◆ TÂCHES À RÉALISER ◆
(A) Recopiez, dans le texte sur l'Algérie de 1963, le passage qui va de « Mon intérêt pour » à « faire grand chose. », ces deux bornes comprises.
(B) Poursuivez le récit sur l'Algérie de 1963 en reprenant juste après sa dernière phrase.

◆ TEXTE D'ÉTUDE ◆
========================

A l'occasion de la récente visite du président Macron en Algérie, le Vieux Templier vous propose deux notes intitulées respectivement " Algérie 1962 : mémoire d'indifférence" et " France 2022 : le réalisme enfin ? "
La première note ci-dessous rapporte mon expérience de coopération technique dans l'Algérie des années 60 et la seconde à paraître est une réaction au récent voyage présidentiel en Algérie.
ALGERIE 1963.
J'étais un jeune diplômé récemment libéré de ses obligations militaires lorsque je débarquai en Algérie en 1963. Après avoir servi dans les services de l'Etat-major de l'Otan à Heidelberg je passai directement de la crise de Cuba aux convulsions post coloniales.
Mon intérêt pour l'Algérie était alimentaire et touristique. J'avais demandé à travailler pour le Ministère de la Coopération afin de toucher une prime au titre de la coopération et voir du pays, en l'occurrence connaitre la Kabylie et le grand sud algérien.
A Alger les pieds-noirs avaient été remplacés par des "pieds-rouges", fraichement diplômés eux aussi, et qui remplaçaient leur service militaire par un service de coopération. Ils croyaient faire la révolution socialiste et "grenouillaient" à Alger dans les administrations auprès de " chouaadas" ( martyres ou prétendus tels ) issus des maquis et qui ne savaient pas faire grand chose.

========================

◆ DONNÉES À ANALYSER ◆
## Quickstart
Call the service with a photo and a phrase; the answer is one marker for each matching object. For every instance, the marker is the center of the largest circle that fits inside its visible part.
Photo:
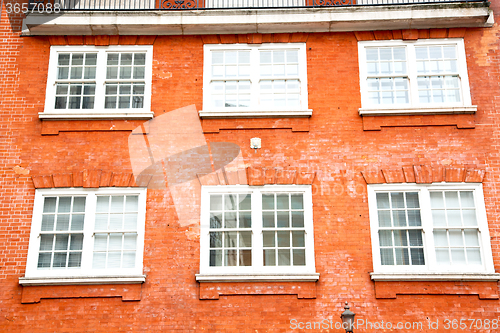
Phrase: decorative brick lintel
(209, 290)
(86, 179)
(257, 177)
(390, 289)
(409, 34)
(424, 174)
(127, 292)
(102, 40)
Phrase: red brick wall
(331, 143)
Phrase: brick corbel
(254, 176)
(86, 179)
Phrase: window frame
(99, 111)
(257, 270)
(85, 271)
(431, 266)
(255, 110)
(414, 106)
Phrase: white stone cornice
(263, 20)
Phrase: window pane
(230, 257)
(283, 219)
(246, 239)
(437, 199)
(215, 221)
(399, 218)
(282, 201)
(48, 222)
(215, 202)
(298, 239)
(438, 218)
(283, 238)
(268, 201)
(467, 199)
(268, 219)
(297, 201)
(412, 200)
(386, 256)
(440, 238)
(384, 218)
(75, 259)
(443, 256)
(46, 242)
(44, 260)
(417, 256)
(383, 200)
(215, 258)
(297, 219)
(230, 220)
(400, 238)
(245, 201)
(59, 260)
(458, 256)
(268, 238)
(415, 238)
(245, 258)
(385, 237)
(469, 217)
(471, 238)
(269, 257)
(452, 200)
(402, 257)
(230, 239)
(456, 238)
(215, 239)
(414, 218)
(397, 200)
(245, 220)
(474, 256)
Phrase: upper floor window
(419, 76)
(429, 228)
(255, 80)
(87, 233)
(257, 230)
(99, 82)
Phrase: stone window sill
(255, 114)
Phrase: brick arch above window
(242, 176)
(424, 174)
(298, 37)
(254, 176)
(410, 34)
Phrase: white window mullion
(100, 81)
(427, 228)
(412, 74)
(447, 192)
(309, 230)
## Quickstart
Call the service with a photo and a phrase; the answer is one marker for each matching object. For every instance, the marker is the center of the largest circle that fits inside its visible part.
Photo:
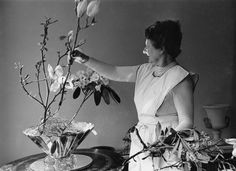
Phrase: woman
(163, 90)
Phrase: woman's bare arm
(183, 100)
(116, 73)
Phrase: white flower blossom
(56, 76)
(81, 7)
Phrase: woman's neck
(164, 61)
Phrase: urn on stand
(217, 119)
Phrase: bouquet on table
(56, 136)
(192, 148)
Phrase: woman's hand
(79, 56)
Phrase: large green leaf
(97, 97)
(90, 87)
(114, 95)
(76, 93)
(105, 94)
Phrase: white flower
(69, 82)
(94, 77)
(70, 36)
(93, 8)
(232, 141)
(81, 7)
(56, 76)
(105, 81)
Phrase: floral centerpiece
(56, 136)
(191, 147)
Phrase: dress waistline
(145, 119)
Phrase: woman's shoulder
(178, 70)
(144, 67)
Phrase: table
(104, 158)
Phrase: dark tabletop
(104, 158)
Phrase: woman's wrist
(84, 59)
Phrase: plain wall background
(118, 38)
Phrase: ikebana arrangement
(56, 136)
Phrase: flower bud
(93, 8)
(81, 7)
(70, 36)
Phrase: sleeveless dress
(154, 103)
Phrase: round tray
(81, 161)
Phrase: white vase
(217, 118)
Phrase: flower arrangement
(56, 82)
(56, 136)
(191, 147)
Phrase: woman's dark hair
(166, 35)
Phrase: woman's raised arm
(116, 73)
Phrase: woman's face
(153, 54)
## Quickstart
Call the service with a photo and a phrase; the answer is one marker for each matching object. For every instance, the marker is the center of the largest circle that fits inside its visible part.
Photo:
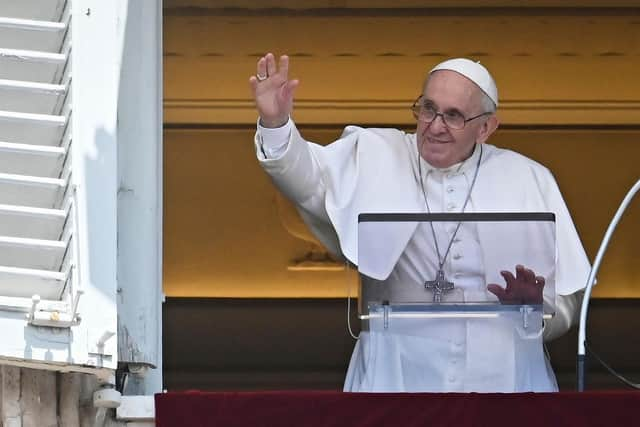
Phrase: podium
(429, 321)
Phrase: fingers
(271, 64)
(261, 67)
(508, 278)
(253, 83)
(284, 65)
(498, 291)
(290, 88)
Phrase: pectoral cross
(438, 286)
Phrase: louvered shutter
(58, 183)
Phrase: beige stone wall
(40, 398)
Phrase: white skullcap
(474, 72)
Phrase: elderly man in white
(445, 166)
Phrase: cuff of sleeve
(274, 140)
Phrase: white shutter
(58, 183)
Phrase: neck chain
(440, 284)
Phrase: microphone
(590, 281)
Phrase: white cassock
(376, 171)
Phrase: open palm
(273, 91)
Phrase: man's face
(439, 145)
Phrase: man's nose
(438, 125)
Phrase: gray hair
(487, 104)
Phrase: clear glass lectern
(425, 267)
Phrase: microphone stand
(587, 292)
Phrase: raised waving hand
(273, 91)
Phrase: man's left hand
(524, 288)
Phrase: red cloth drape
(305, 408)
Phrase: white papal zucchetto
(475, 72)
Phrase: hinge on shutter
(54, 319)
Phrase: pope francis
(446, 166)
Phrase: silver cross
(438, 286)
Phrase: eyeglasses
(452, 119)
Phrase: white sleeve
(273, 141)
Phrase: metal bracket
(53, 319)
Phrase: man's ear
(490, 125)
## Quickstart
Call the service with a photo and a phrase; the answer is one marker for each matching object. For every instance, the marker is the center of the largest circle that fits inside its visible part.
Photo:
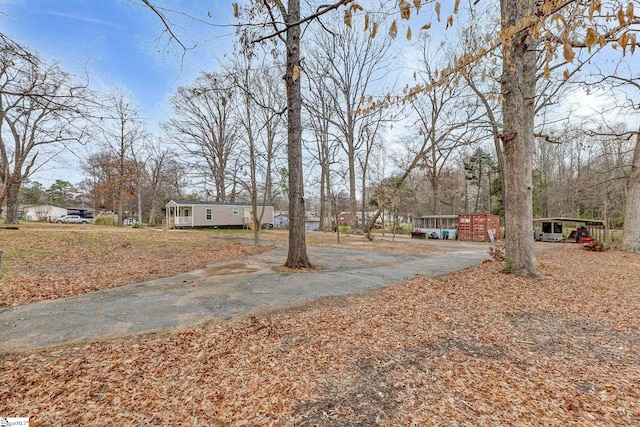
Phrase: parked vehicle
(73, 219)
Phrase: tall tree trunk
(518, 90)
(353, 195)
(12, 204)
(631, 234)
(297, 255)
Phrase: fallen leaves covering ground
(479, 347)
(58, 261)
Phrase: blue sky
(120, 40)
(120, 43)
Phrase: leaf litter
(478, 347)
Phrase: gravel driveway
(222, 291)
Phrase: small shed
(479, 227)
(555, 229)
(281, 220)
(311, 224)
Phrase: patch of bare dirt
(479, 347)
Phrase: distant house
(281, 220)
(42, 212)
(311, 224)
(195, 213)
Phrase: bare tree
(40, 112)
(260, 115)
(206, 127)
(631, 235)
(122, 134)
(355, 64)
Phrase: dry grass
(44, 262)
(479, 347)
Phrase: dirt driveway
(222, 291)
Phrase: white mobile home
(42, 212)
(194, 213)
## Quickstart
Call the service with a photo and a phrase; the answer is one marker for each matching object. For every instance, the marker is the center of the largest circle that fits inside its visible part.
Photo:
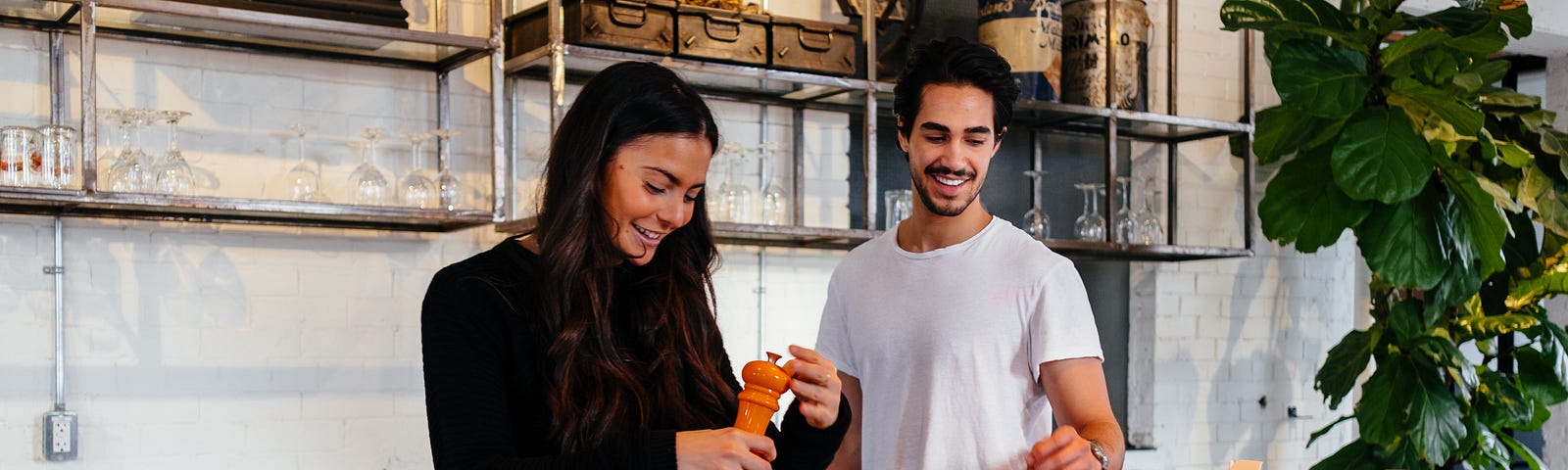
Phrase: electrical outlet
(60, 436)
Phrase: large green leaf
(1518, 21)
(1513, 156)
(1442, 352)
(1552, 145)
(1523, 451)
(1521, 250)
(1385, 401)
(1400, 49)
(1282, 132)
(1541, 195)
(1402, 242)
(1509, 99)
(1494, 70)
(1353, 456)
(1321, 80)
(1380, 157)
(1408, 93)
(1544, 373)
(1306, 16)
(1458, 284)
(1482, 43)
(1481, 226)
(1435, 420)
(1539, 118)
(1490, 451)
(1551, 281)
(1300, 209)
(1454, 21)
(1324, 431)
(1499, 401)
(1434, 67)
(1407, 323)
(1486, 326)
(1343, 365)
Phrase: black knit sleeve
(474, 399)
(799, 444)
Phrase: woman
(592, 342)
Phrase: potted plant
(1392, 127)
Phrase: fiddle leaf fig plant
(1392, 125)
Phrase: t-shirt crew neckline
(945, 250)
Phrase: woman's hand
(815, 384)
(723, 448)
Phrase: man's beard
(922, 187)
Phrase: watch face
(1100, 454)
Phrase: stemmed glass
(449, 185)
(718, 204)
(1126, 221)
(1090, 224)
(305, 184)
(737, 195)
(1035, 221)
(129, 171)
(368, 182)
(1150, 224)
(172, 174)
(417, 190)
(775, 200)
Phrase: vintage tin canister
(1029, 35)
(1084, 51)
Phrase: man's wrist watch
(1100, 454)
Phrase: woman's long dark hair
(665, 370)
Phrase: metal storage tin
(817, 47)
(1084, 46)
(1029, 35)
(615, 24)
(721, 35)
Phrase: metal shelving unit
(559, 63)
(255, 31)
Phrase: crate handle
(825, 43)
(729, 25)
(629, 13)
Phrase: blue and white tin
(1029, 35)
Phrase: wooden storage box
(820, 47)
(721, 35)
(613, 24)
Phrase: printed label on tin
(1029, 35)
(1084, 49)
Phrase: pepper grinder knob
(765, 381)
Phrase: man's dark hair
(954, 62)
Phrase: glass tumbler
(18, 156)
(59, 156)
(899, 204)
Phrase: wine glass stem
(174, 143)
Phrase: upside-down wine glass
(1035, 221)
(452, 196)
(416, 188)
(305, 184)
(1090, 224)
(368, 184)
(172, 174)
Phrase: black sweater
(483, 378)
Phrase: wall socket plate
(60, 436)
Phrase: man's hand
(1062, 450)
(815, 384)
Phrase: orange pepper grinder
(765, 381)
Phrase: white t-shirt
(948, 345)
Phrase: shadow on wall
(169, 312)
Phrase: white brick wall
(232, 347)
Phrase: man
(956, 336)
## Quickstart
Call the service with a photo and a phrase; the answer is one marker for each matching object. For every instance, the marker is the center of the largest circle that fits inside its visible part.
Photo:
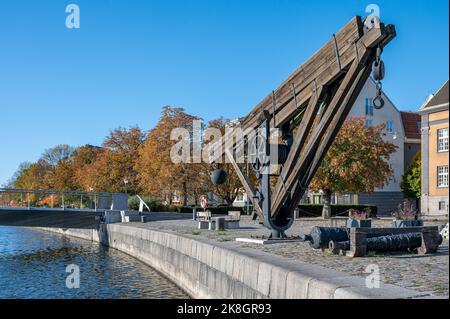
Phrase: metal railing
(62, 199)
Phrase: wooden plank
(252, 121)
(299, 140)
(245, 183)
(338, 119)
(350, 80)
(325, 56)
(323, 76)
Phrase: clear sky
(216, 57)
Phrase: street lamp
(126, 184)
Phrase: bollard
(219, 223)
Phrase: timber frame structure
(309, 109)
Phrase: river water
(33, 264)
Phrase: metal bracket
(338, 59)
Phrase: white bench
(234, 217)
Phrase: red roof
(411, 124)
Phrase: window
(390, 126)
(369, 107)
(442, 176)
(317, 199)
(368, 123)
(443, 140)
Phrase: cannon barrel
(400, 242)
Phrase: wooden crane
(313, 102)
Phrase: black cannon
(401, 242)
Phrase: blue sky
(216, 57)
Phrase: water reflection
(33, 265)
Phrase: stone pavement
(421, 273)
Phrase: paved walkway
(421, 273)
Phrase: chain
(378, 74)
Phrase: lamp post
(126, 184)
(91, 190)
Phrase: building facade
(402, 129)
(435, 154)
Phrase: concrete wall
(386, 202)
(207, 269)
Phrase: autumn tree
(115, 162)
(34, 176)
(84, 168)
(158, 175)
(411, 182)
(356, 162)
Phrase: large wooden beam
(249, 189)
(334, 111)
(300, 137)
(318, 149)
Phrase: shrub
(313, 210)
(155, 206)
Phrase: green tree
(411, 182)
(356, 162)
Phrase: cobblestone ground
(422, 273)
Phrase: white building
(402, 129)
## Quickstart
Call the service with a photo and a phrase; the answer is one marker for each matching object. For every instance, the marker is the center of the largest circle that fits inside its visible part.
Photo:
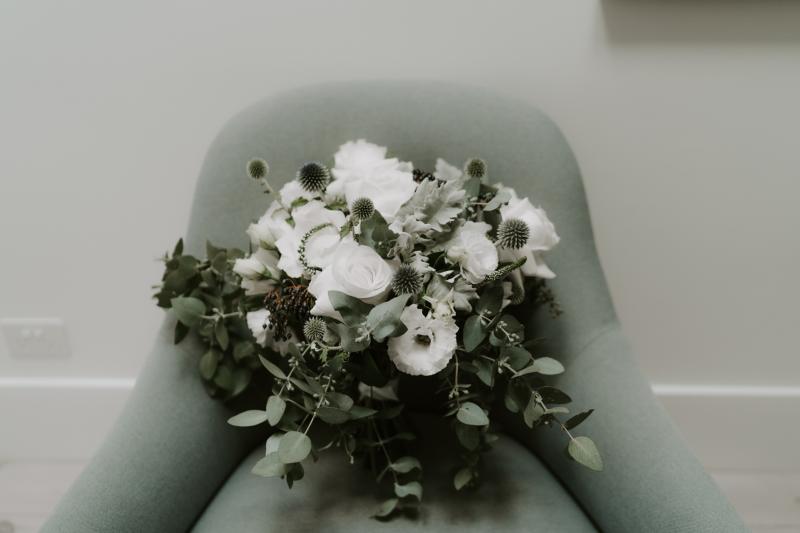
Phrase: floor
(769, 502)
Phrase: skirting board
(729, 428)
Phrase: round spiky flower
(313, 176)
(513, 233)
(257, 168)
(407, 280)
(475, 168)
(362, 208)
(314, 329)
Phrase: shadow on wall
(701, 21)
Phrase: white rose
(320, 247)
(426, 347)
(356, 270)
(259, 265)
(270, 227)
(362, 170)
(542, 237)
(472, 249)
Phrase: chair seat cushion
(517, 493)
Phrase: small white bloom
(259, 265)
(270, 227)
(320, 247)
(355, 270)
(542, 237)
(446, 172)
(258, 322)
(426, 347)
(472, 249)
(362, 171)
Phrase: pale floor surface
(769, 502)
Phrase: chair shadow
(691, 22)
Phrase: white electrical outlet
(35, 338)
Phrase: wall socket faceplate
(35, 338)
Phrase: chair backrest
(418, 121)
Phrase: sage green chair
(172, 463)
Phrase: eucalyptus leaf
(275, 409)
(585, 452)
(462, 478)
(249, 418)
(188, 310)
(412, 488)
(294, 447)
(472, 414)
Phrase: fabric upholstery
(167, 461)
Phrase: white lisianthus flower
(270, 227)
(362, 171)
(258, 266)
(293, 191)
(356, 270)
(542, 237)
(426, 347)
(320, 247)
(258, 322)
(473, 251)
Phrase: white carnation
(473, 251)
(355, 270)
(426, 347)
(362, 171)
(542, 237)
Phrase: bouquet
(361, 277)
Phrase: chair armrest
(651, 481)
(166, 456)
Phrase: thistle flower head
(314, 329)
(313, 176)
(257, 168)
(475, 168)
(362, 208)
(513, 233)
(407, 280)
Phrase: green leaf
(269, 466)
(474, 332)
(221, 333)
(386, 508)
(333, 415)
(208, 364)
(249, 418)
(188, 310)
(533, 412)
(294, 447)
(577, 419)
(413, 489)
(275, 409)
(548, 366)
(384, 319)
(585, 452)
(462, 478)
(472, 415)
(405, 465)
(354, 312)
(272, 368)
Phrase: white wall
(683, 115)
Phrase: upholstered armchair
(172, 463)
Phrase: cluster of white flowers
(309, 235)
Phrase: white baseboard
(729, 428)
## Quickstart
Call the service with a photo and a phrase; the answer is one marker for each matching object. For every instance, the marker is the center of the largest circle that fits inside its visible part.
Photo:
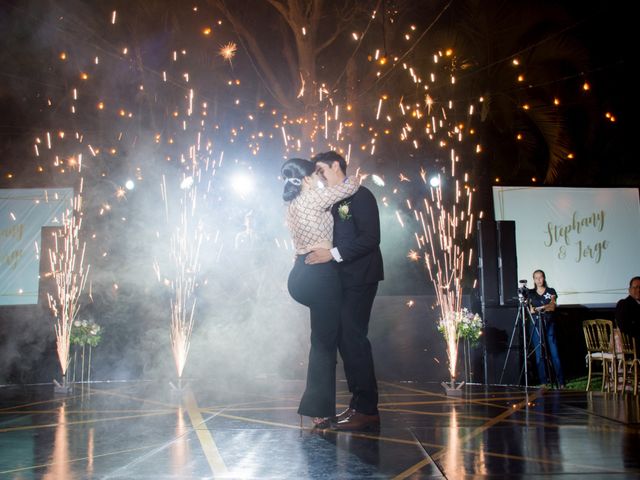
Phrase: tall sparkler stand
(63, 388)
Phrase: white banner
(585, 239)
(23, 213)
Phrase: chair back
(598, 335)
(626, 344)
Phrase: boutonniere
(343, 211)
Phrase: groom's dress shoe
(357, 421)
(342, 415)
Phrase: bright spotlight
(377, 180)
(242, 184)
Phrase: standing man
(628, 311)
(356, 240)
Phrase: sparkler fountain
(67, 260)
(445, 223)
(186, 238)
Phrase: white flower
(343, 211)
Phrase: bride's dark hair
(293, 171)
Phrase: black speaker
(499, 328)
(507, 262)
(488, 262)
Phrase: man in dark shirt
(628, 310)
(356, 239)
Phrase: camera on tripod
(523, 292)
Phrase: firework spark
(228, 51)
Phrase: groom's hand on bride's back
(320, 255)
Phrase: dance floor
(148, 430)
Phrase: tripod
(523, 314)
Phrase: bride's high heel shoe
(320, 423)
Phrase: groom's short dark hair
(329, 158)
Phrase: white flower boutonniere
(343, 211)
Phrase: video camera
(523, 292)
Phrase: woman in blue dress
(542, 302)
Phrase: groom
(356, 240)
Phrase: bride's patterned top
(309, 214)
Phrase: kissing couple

========================

◆ RÉPONSES AUX EXERCICES ◆
(A)
Mon intérêt pour l'Algérie était alimentaire et touristique. J'avais demandé à travailler pour le Ministère de la Coopération afin de toucher une prime au titre de la coopération et voir du pays, en l'occurrence connaitre la Kabylie et le grand sud algérien.
A Alger les pieds-noirs avaient été remplacés par des "pieds-rouges", fraichement diplômés eux aussi, et qui remplaçaient leur service militaire par un service de coopération. Ils croyaient faire la révolution socialiste et "grenouillaient" à Alger dans les administrations auprès de " chouaadas" ( martyres ou prétendus tels ) issus des maquis et qui ne savaient pas faire grand chose.

(B)
Mais à Constantine où je fus affecté il n'était pas question de révolution, les problèmes étaient très concrets comme celui de la protection du célèbre pont suspendu au-dessus des gorges du Rummel, et dont les câbles étaient régulièrement attaqués par des voleurs de métaux !
Mon séjour me permit de connaitre une région splendide mais encore dangereuse, en particulier lorsque Boumedienne liquida le maquis socialiste de Ben Bella dans les Aurès.
L'islamisme pointait déjà sous le socialisme de surface, je le fis remarquer à mes camarades qui ne me crurent pas. Contrairement à eux je n'avais pas d'illusions politiques, je n'étais pas venu faire la révolution mais toucher ma prime. En fait ces "pieds rouges" furent très déçus de leur expérience algérienne et certains d'entre eux allaient compenser leur désillusion en rejouant les damnés de la terre au théâtre de l'Odéon en 1968.
J'étais politiquement et humainement indifférent me considérant comme un touriste utile. J'étais prudent envers les Algériens, trop souvent imprévisibles, voire schizophrènes dans leur rapport à la France, et je ne partageais ni le racisme des pieds-noirs, ni l' aveuglement idéologique des " pieds-rouges". J'étais venu pour la prime qui me permit d'acheter ma première voiture détaxée, une 4 L avec laquelle je parcourus la Kabylie et poussai jusque dans le grand sud.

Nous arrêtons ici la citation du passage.